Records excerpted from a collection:

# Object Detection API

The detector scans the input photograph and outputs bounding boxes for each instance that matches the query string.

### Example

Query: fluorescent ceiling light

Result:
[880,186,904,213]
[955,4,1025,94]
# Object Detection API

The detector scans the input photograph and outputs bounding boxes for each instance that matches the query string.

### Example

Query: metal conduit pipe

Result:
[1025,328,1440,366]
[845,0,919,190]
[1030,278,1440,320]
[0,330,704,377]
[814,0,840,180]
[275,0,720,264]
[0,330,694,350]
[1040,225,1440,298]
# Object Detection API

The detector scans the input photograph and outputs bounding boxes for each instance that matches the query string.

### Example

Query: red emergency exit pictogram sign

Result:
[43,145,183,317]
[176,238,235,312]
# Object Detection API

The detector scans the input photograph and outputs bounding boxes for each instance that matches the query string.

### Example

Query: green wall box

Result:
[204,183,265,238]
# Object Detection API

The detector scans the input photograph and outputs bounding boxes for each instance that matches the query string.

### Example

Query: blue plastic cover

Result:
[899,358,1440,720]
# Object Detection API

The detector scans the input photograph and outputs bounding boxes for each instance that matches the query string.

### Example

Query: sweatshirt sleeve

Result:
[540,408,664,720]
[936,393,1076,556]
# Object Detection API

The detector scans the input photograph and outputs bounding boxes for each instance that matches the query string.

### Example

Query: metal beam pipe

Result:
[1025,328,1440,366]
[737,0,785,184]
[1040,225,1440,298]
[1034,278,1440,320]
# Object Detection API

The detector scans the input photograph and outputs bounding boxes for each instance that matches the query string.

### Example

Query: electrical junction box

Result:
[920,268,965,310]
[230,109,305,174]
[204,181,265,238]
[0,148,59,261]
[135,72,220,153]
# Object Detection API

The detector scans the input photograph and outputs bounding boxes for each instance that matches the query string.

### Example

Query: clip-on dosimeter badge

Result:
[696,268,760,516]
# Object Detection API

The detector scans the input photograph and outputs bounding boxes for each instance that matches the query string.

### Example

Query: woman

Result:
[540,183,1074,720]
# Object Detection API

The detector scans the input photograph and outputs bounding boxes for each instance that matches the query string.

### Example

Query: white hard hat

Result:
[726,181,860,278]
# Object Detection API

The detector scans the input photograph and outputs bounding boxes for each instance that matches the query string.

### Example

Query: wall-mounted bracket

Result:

> _TASK_
Lay out every non-blank line of the material above as a Markdown table with two columns, Row and Line. Row holds the row number and Line holds the line's text.

> _THE COMPLETED TASK_
| Row | Line |
|---|---|
| 1 | # Object Detection API |
| 2 | The detector scans the input photograph and outputs bounding boxes for each instance that matches the query string. |
| 3 | ### Example |
| 4 | Query: fluorescent ceiling light |
| 5 | Result: |
| 6 | [880,186,904,213] |
| 7 | [955,4,1025,94] |
| 8 | # Object Detection API |
| 9 | The detector scans the input photograph and outputs bounding boxes for each instance that matches the query string. |
| 10 | ### Example |
| 11 | Query: metal conduit pipe |
| 12 | Result: |
| 13 | [1025,328,1440,366] |
| 14 | [845,0,919,190] |
| 15 | [1030,278,1440,320] |
| 16 | [0,330,704,377] |
| 17 | [814,0,840,180] |
| 18 | [275,0,720,264] |
| 19 | [0,330,694,350] |
| 20 | [1040,225,1440,298] |
| 21 | # Object Detection API |
| 22 | The detector scans the input photograph and outputs bounding boxes for each instance that matches the query string. |
| 23 | ### Example |
| 24 | Query: red emergency exit pictogram sign |
| 25 | Result: |
| 26 | [43,145,183,317] |
| 27 | [176,238,235,312] |
| 28 | # Object Detection API |
| 29 | The detector scans the input photograph and outputs bounding boxes for each instance that matches the query string. |
| 30 | ### Example |
| 31 | Query: green wall box |
| 32 | Result: |
| 33 | [204,183,265,238] |
| 34 | # Object Detection API |
| 35 | The detector scans the input photograph and outputs bounding boxes for each instance that matches the query string. |
| 36 | ### Example |
| 37 | Query: blue plastic cover |
| 38 | Result: |
| 39 | [899,358,1440,720] |
| 40 | # Object Detection API |
| 41 | The detector scans the input photograph and outputs bounding boxes for each instance that matches the query string. |
| 42 | ### Example |
| 43 | Query: sweatshirt sleeve |
| 44 | Result: |
| 45 | [540,408,664,720] |
| 46 | [936,393,1076,556] |
| 47 | # Object Detection API |
| 48 | The detector scans the input photograph and outputs bounding boxes for each instance that matches the query string. |
| 49 | ### Example |
| 50 | Query: metal beam pipe |
| 51 | Result: |
| 52 | [1025,328,1440,366] |
| 53 | [737,0,785,184] |
| 54 | [1040,225,1440,298] |
| 55 | [1034,278,1440,320] |
| 56 | # Object Detection API |
| 57 | The detector scans the input photograph and outputs bounding boxes for each instance that matches the query string. |
| 58 | ### Example |
| 59 | Query: electrical junction box |
| 60 | Result: |
| 61 | [920,268,965,310] |
| 62 | [230,109,305,174] |
| 63 | [204,181,265,238] |
| 64 | [0,148,59,261] |
| 65 | [135,72,220,153] |
| 66 | # Object Detection API |
| 67 | The detector scans the input photograph and outputs bounding boxes for each instance that matches the query string. |
| 68 | ### Example |
| 69 | Query: clip-on dosimeter badge |
| 70 | Result: |
| 71 | [696,268,760,516] |
| 72 | # Object Detection API |
| 73 | The detector scans the input photograph and outputs bounding boxes for each instance that matches the query string. |
| 74 | ### Example |
| 75 | Query: woman |
| 76 | Result: |
| 77 | [540,183,1074,720] |
| 78 | # Object Detection API |
| 79 | The detector scans the input photograph and outputs bounding boxes for each instance that matches the query string. |
| 80 | ### Example |
| 81 | Query: white hard hat |
| 82 | Result: |
| 83 | [726,181,860,278] |
| 84 | # Object Detection API |
| 85 | The detector scans the input photograph and outputs bounding boxes for each instance that matches the query string. |
| 86 | ### Example |
| 87 | Query: wall-mounted bracket |
| 88 | Result: |